TASK STATEMENT » From the listing below, pull out all lines with "brass" in them.

EXTRACTED RECORDS »
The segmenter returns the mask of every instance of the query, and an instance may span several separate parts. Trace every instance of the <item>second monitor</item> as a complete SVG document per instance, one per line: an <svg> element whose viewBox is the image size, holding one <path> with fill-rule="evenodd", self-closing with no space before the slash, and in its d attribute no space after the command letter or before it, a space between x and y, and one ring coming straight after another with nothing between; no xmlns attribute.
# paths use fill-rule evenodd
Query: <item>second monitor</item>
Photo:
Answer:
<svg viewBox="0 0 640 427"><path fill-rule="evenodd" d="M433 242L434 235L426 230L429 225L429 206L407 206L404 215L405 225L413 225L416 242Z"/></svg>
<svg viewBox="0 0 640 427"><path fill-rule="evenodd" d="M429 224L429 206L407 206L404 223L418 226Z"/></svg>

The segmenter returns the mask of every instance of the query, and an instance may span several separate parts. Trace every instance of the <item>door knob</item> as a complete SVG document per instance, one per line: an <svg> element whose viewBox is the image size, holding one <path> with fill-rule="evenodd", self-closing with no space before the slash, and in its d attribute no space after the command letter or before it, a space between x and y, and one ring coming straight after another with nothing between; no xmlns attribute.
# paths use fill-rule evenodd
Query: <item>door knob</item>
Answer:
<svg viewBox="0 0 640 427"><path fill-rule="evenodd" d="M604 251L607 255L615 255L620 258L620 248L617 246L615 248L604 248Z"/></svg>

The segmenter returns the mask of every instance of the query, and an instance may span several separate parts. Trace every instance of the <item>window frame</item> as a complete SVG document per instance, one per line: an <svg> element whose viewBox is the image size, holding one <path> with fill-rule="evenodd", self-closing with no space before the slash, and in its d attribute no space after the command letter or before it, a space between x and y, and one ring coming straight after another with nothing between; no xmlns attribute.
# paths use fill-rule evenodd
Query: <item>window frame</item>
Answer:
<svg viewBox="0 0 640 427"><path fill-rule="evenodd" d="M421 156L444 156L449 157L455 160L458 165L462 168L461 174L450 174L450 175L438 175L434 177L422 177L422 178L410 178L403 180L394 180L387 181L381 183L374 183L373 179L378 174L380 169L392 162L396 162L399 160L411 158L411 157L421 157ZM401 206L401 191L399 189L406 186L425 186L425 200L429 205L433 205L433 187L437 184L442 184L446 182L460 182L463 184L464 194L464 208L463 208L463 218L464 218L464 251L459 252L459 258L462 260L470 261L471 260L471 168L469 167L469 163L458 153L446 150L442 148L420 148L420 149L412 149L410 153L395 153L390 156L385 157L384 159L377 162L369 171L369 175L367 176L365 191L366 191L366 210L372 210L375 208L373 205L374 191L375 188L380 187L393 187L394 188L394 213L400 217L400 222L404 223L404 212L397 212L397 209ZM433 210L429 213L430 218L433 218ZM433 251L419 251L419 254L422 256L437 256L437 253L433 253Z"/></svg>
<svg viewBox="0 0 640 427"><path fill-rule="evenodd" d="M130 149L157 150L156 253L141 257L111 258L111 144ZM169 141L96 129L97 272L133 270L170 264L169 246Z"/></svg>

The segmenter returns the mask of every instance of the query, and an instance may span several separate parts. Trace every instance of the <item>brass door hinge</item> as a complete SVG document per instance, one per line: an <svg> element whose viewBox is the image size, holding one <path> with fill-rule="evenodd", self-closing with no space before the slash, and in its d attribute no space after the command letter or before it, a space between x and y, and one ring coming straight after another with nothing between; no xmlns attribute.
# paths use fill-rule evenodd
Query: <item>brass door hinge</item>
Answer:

ANSWER FOR THE TASK »
The segmenter returns the mask of every instance of the query, and an instance may span several separate parts. Trace every instance of the <item>brass door hinge</item> as a complete SVG document per instance, one per line: an <svg> element whose viewBox is the image size, holding one <path> with fill-rule="evenodd", self-closing with no space before the slash, and in its d attribute no space after the command letter or before it, a space between x and y, and one ring coming straight after another with nothing between; no xmlns attribute.
Query: <item>brass door hinge</item>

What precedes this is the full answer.